### Stated exercise
Please repeat every line of the entries below, character for character, with nothing altered.

* BEGIN *

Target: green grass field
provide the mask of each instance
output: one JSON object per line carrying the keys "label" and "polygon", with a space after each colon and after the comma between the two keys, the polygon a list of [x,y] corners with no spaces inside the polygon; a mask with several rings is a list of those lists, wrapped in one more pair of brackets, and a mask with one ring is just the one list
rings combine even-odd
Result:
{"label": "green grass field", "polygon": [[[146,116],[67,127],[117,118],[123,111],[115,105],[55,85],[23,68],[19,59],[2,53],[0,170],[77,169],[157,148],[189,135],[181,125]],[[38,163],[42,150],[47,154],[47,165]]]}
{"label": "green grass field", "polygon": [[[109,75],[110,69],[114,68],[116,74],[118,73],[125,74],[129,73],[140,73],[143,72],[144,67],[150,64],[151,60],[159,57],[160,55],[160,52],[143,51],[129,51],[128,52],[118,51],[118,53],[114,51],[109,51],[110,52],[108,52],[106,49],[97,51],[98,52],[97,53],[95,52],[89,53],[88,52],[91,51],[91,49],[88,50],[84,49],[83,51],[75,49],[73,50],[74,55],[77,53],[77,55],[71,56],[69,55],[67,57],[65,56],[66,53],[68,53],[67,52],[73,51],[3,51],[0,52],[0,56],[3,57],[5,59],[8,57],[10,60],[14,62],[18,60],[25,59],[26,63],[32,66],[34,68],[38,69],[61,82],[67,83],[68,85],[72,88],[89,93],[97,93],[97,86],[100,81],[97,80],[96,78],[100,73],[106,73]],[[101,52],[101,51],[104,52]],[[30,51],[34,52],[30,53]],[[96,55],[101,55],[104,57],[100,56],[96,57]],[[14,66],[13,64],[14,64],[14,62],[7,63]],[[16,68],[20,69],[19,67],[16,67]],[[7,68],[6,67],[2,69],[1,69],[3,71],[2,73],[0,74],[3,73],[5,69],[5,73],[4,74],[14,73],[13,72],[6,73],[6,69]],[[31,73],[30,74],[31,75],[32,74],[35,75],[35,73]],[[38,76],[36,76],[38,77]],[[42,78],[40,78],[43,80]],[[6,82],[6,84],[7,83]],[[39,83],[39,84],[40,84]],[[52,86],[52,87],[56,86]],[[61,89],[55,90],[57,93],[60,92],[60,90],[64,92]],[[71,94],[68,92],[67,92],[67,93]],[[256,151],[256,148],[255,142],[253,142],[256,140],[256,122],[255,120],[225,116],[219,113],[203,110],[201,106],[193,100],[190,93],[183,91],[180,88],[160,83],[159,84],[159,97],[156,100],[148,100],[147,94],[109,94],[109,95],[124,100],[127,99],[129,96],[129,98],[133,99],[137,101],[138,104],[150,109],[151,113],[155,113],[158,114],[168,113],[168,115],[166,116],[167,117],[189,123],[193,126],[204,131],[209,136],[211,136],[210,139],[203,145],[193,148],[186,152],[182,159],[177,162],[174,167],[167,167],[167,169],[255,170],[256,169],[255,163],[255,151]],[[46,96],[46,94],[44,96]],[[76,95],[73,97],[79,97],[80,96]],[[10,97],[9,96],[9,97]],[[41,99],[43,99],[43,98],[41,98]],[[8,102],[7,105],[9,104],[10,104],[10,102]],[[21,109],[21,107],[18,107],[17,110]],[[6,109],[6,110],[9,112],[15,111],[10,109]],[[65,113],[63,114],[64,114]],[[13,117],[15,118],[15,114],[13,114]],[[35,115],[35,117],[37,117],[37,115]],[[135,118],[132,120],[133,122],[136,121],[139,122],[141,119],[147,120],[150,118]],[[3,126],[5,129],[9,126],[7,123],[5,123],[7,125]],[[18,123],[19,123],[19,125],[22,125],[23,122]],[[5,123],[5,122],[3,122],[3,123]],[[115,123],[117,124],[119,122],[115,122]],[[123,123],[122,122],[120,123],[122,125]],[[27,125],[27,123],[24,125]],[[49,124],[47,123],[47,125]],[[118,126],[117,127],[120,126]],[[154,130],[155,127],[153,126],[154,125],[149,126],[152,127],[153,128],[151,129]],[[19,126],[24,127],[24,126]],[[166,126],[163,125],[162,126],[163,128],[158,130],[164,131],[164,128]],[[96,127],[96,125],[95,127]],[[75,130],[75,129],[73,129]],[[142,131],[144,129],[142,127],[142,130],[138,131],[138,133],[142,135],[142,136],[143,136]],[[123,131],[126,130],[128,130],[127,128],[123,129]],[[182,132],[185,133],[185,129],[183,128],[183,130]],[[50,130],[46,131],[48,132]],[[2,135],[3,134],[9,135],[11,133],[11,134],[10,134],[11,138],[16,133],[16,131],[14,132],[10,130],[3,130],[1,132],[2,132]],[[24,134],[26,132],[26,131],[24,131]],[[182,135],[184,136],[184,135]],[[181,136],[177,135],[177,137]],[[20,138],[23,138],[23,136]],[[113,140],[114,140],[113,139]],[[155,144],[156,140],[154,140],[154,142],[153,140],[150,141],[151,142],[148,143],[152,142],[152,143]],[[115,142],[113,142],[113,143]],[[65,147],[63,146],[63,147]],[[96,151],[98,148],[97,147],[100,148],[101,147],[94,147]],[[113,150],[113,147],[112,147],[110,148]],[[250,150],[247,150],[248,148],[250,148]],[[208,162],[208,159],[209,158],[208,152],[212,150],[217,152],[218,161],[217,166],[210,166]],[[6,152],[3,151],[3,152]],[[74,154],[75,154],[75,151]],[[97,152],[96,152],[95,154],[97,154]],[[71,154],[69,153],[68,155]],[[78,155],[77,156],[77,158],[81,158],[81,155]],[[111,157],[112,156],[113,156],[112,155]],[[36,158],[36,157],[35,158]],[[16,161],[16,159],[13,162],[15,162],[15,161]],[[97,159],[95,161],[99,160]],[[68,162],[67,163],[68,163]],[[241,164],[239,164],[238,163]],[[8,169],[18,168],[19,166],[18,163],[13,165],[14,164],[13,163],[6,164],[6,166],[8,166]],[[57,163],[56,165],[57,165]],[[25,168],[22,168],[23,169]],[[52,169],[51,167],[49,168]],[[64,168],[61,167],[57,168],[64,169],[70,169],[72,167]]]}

* END *

### Problem solution
Target: green grass field
provide the mask of each instance
output: one JSON object per line carrying the keys "label" and "polygon", with a space after each colon and after the comma between the two keys, the polygon a list of [x,y] corners with no spaces inside the polygon; a mask with several rings is a list of those lists, wrapped in one more pair of brackets, and a mask with one ring is just the one list
rings combine even-odd
Result:
{"label": "green grass field", "polygon": [[[146,116],[67,127],[117,118],[123,111],[115,105],[55,85],[23,68],[19,59],[2,53],[0,170],[77,169],[157,148],[189,135],[181,125]],[[38,163],[42,150],[47,154],[47,165]]]}
{"label": "green grass field", "polygon": [[[109,75],[110,69],[114,68],[116,74],[118,73],[125,74],[129,73],[140,73],[143,72],[144,67],[150,64],[151,60],[159,57],[160,55],[160,52],[143,51],[129,51],[128,52],[118,51],[118,53],[114,51],[109,51],[110,52],[108,52],[106,49],[97,51],[98,52],[97,53],[95,52],[89,53],[88,52],[91,51],[91,49],[88,50],[84,49],[83,51],[75,49],[73,50],[74,55],[77,53],[77,55],[71,56],[69,55],[67,57],[65,56],[66,53],[68,53],[67,52],[73,51],[3,51],[0,52],[0,56],[3,57],[5,59],[8,57],[10,60],[14,62],[18,60],[25,59],[26,63],[32,66],[34,68],[38,69],[61,82],[67,83],[68,85],[72,88],[89,93],[97,93],[97,86],[100,81],[97,80],[96,78],[100,73],[106,73]],[[101,52],[101,51],[104,52]],[[30,51],[34,52],[30,53]],[[96,55],[101,55],[104,57],[100,56],[96,57]],[[14,66],[13,64],[14,64],[14,62],[7,63]],[[16,68],[20,69],[19,67],[16,67]],[[7,68],[6,67],[2,69],[1,69],[3,71],[2,73],[0,74],[3,73],[5,69],[5,73],[4,74],[14,73],[13,72],[6,73],[6,69]],[[31,73],[30,74],[31,75],[32,74],[35,75],[35,73]],[[38,76],[36,76],[38,77]],[[42,78],[40,78],[43,80]],[[6,82],[6,84],[7,83]],[[39,83],[39,84],[40,84]],[[52,86],[52,87],[56,86]],[[61,89],[55,90],[57,93],[60,92],[60,90],[64,92]],[[71,94],[68,92],[67,92],[67,93]],[[256,151],[256,148],[255,142],[253,142],[256,140],[256,122],[255,120],[225,116],[219,113],[203,110],[201,106],[193,100],[190,93],[183,91],[180,88],[160,83],[159,84],[159,97],[156,100],[148,100],[147,94],[109,94],[109,95],[124,100],[127,99],[129,96],[129,98],[133,99],[137,101],[138,104],[150,109],[151,113],[155,113],[158,114],[168,113],[168,115],[166,116],[167,117],[189,123],[193,126],[204,131],[209,136],[211,136],[210,139],[203,145],[193,148],[186,152],[182,159],[177,162],[174,167],[167,167],[167,169],[255,170],[256,169],[255,163],[255,151]],[[46,96],[46,94],[44,96]],[[76,95],[73,97],[79,97],[80,96]],[[10,97],[9,96],[9,97]],[[41,99],[43,99],[43,98],[41,98]],[[8,102],[7,105],[9,104],[10,104],[10,102]],[[21,109],[21,107],[18,107],[17,110]],[[6,109],[6,110],[9,112],[15,111],[10,109]],[[65,113],[63,114],[64,114]],[[13,117],[15,118],[15,114],[13,114]],[[35,115],[35,117],[37,117],[37,115]],[[135,118],[132,120],[133,122],[136,121],[139,122],[141,119],[147,120],[150,118]],[[3,126],[5,129],[9,126],[7,123],[5,123],[7,125]],[[18,123],[19,123],[19,125],[22,125],[23,122]],[[5,123],[5,122],[3,122],[3,123]],[[115,123],[117,124],[119,122],[115,122]],[[123,123],[122,122],[120,123],[122,125]],[[27,125],[27,123],[24,125]],[[49,124],[47,123],[47,125]],[[118,126],[117,127],[120,126]],[[154,130],[155,127],[153,126],[154,125],[149,126],[152,127],[153,128],[151,129]],[[19,126],[24,127],[24,126]],[[166,126],[163,125],[162,126],[163,128],[158,130],[164,131],[164,128]],[[96,127],[96,125],[95,127]],[[75,130],[75,129],[73,129]],[[142,131],[144,129],[142,127],[142,130],[138,131],[138,133],[142,135],[142,136],[143,136]],[[123,131],[126,130],[128,130],[127,128],[123,129]],[[182,132],[185,133],[185,129],[183,128],[183,130]],[[50,130],[46,131],[48,132]],[[2,135],[3,134],[9,135],[11,133],[11,134],[10,134],[11,138],[16,133],[16,131],[14,132],[10,130],[3,130],[1,132],[2,132]],[[24,134],[26,132],[26,131],[24,131]],[[182,135],[184,136],[184,135]],[[181,136],[177,135],[177,137]],[[20,138],[23,138],[23,136]],[[113,140],[114,140],[113,139]],[[155,144],[156,140],[154,140],[154,142],[153,140],[150,141],[151,142],[148,143],[152,142],[152,143]],[[115,142],[113,142],[113,143]],[[65,147],[63,146],[63,147]],[[96,151],[98,148],[97,147],[100,148],[101,147],[94,147]],[[113,150],[113,147],[112,147],[110,148]],[[250,150],[247,150],[248,148],[250,148]],[[208,162],[208,159],[209,158],[208,152],[212,150],[217,152],[218,161],[217,166],[210,166]],[[6,152],[3,151],[3,152]],[[74,154],[75,154],[75,151]],[[97,152],[96,152],[95,154],[97,154]],[[71,154],[69,153],[68,155]],[[78,155],[77,156],[77,158],[81,158],[81,155]],[[111,157],[112,156],[113,156],[112,155]],[[36,158],[36,157],[35,158]],[[16,161],[16,159],[13,162],[15,162],[15,161]],[[97,159],[95,161],[99,160]],[[68,162],[67,163],[68,163]],[[241,164],[239,164],[238,163]],[[8,169],[18,168],[19,166],[18,163],[13,165],[14,164],[13,163],[6,164],[6,166],[8,166]],[[57,163],[56,165],[57,165]],[[25,168],[22,168],[23,169]],[[52,169],[51,167],[49,168]],[[64,168],[61,167],[57,168],[64,169],[70,169],[72,167]]]}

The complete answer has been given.